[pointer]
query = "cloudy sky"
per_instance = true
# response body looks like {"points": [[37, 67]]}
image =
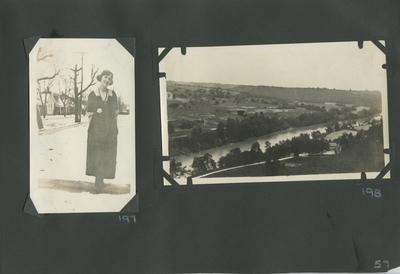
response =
{"points": [[340, 65]]}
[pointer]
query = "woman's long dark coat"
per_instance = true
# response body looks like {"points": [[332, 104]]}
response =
{"points": [[102, 136]]}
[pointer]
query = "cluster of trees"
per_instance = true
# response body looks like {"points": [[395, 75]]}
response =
{"points": [[243, 128], [304, 143], [294, 147]]}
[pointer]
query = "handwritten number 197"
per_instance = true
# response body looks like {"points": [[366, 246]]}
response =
{"points": [[127, 218]]}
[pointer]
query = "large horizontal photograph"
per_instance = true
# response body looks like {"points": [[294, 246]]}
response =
{"points": [[82, 125], [265, 113]]}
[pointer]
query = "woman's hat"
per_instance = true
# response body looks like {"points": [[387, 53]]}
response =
{"points": [[105, 72]]}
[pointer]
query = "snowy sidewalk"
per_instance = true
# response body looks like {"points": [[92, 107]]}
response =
{"points": [[79, 187]]}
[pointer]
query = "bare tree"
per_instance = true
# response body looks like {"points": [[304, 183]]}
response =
{"points": [[45, 82], [65, 95], [78, 93]]}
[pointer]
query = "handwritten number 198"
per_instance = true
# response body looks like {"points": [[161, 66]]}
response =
{"points": [[375, 193], [378, 264], [127, 218]]}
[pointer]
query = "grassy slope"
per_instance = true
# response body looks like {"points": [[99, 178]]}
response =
{"points": [[366, 156]]}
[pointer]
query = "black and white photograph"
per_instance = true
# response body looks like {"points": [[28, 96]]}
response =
{"points": [[82, 125], [274, 113]]}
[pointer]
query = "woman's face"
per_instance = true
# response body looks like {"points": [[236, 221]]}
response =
{"points": [[106, 80]]}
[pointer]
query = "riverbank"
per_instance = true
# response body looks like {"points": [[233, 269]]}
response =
{"points": [[365, 156], [273, 138]]}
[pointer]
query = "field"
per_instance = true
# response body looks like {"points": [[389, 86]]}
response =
{"points": [[365, 156]]}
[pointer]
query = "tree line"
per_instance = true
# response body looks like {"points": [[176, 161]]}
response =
{"points": [[312, 144], [243, 128]]}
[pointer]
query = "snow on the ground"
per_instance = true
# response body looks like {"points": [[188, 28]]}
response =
{"points": [[55, 201], [58, 121], [60, 153]]}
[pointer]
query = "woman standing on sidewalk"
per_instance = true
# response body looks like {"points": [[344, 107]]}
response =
{"points": [[102, 110]]}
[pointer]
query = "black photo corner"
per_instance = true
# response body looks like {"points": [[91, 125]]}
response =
{"points": [[188, 219]]}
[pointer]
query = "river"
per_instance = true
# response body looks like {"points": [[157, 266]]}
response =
{"points": [[273, 138]]}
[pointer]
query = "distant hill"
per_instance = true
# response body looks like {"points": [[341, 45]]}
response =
{"points": [[315, 95]]}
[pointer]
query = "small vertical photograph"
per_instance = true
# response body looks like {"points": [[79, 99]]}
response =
{"points": [[82, 125], [274, 113]]}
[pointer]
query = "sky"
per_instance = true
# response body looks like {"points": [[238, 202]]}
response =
{"points": [[340, 65], [104, 54]]}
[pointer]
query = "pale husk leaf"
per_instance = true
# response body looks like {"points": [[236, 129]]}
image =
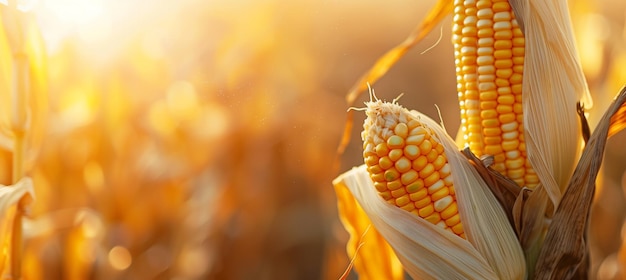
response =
{"points": [[486, 225], [565, 252], [370, 254], [553, 83], [426, 251]]}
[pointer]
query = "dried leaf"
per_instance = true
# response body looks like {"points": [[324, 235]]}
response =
{"points": [[383, 64], [372, 256], [553, 83], [425, 250], [565, 246]]}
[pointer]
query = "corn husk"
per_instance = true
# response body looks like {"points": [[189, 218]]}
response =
{"points": [[426, 251]]}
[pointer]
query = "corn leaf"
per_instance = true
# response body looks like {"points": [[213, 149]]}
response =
{"points": [[553, 84], [487, 227], [371, 255], [9, 197], [425, 250], [564, 254], [383, 64]]}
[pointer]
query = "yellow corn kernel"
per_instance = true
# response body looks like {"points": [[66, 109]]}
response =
{"points": [[408, 165], [489, 58]]}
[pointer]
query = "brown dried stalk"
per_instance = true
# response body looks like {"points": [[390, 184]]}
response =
{"points": [[564, 254]]}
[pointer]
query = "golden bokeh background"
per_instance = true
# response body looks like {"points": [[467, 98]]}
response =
{"points": [[196, 139]]}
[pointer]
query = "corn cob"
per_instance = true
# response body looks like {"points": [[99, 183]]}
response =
{"points": [[408, 165], [489, 58]]}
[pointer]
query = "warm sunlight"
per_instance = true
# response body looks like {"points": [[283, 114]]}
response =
{"points": [[199, 139]]}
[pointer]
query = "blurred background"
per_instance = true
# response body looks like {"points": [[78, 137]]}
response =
{"points": [[196, 139]]}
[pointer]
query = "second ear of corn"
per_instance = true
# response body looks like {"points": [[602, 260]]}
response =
{"points": [[408, 165], [489, 58]]}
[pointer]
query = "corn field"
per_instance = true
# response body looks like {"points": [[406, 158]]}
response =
{"points": [[199, 139]]}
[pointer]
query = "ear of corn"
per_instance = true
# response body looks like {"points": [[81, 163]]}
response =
{"points": [[408, 166], [489, 57], [426, 235]]}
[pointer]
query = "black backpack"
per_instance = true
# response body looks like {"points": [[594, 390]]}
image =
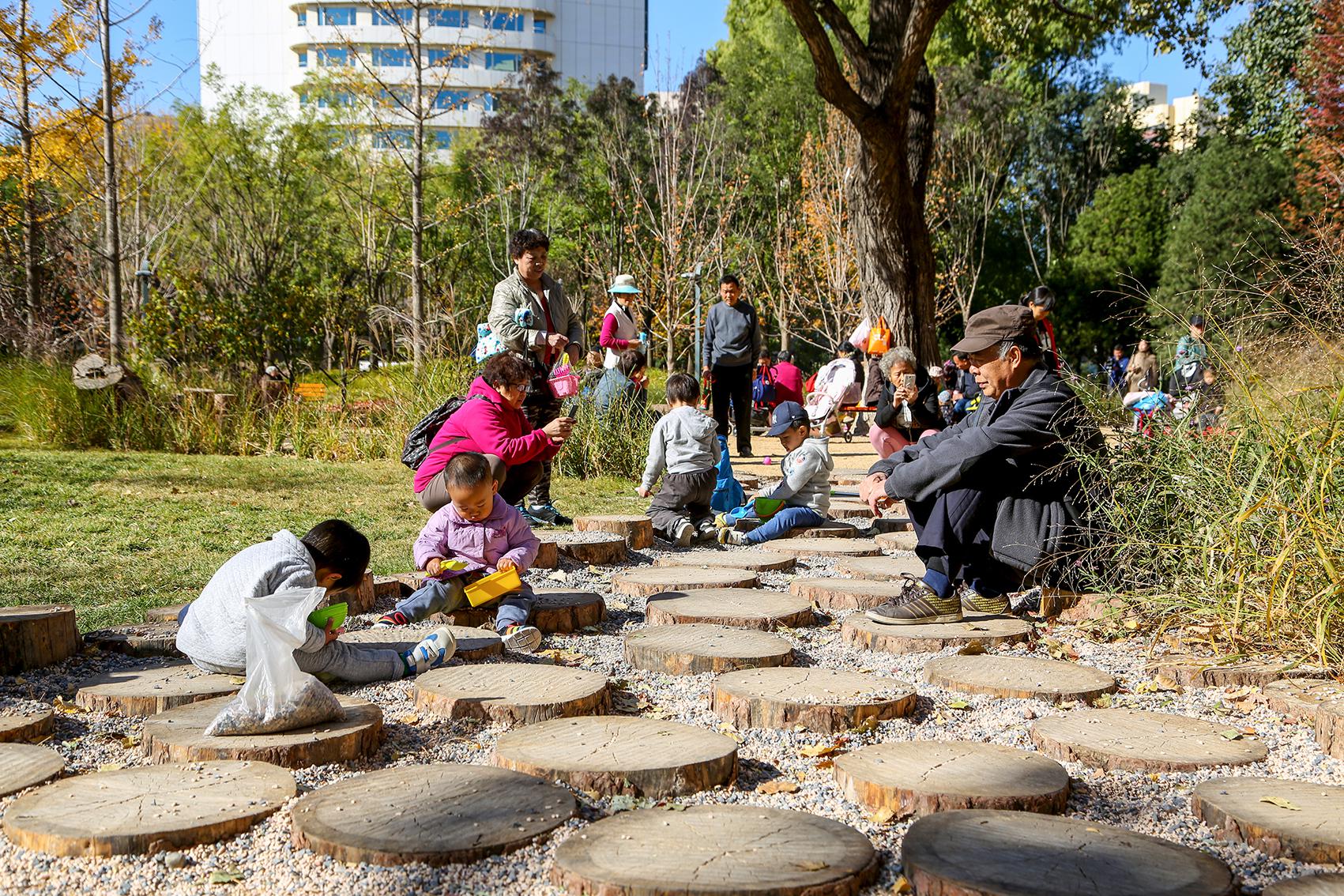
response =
{"points": [[417, 441]]}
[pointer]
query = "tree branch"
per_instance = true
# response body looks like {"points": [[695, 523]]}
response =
{"points": [[831, 82]]}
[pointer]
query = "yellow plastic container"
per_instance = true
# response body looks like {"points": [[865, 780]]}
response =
{"points": [[494, 587]]}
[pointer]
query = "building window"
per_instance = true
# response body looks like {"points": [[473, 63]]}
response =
{"points": [[449, 17], [454, 100], [452, 58], [394, 57], [404, 137], [503, 61], [504, 21], [391, 17], [337, 17], [331, 57]]}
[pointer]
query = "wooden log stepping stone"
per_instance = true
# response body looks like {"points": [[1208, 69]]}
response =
{"points": [[548, 552], [695, 649], [751, 559], [145, 691], [1019, 677], [822, 700], [178, 735], [882, 569], [845, 594], [147, 809], [638, 531], [472, 644], [621, 755], [164, 614], [36, 636], [921, 777], [1140, 740], [897, 540], [1308, 886], [22, 766], [805, 548], [1330, 727], [849, 510], [1301, 698], [736, 608], [144, 640], [1305, 823], [435, 815], [828, 529], [649, 581], [563, 610], [511, 692], [17, 725], [985, 852], [1190, 672], [863, 633], [596, 548], [725, 851]]}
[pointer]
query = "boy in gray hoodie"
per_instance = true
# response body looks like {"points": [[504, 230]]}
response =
{"points": [[807, 479], [683, 443]]}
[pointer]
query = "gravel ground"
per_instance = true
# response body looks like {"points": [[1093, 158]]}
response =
{"points": [[1152, 804]]}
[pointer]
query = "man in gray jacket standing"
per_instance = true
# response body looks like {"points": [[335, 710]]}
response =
{"points": [[732, 344], [533, 316], [997, 497]]}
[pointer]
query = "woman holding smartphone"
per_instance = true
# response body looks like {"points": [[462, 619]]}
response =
{"points": [[908, 405]]}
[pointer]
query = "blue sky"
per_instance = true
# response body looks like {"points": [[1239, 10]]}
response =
{"points": [[679, 32]]}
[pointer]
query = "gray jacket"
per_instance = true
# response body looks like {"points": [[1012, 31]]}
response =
{"points": [[214, 631], [512, 293], [1019, 449], [683, 441], [807, 476], [732, 335]]}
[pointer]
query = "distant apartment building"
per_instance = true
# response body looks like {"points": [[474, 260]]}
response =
{"points": [[1180, 119], [473, 49]]}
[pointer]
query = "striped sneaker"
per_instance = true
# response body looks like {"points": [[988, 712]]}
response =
{"points": [[977, 604], [917, 604]]}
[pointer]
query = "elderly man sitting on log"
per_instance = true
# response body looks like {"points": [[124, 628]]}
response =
{"points": [[996, 499]]}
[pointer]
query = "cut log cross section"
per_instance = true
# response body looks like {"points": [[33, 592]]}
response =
{"points": [[36, 636]]}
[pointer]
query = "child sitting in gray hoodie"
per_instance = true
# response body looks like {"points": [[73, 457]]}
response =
{"points": [[683, 443], [807, 479]]}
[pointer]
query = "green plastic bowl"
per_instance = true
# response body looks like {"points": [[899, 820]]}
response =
{"points": [[337, 613]]}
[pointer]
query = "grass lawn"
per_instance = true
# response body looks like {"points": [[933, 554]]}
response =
{"points": [[116, 533]]}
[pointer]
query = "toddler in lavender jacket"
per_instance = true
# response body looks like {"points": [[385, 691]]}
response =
{"points": [[488, 533]]}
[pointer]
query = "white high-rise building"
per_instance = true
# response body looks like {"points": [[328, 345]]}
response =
{"points": [[475, 46]]}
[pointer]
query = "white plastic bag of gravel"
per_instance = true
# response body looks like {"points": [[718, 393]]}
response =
{"points": [[277, 695]]}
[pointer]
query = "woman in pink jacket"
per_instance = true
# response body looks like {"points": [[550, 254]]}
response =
{"points": [[492, 424]]}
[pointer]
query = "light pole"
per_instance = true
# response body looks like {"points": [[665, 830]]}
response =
{"points": [[694, 276]]}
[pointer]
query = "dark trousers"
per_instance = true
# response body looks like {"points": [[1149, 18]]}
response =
{"points": [[540, 408], [956, 529], [732, 385], [684, 496]]}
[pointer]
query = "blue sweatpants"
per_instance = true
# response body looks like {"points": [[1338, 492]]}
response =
{"points": [[445, 597], [782, 523]]}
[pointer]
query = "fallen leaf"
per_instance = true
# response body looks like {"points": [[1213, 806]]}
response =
{"points": [[778, 786]]}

**Task**
Pull out each line of the data above that contains the word "gravel". Case matters, so only count matches with the same capitalization.

**Finished task**
query = "gravel ground"
query = "white plastic bag of gravel"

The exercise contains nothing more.